=== INPUT ===

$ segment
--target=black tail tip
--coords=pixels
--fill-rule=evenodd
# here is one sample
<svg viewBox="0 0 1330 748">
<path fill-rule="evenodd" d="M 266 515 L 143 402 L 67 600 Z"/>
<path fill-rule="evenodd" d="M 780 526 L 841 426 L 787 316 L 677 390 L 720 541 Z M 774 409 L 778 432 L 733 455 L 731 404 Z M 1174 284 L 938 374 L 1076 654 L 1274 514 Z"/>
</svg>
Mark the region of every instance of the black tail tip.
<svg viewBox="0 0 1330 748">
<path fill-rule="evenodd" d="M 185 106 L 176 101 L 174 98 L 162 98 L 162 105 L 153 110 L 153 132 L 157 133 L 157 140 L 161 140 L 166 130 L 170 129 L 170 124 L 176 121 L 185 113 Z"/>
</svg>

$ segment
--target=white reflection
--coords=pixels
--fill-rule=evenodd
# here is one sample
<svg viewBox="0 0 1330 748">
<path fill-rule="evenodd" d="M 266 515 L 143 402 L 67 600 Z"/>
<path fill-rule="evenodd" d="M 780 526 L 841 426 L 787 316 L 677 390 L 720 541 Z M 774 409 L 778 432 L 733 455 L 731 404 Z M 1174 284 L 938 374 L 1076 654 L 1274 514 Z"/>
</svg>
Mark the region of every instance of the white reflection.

=== EXERCISE AIM ===
Locate each line in the records above that contains the word "reflection" and reproduce every such line in full.

=== CORRECT ANSWER ===
--target=white reflection
Mark the region of every instance of the white reflection.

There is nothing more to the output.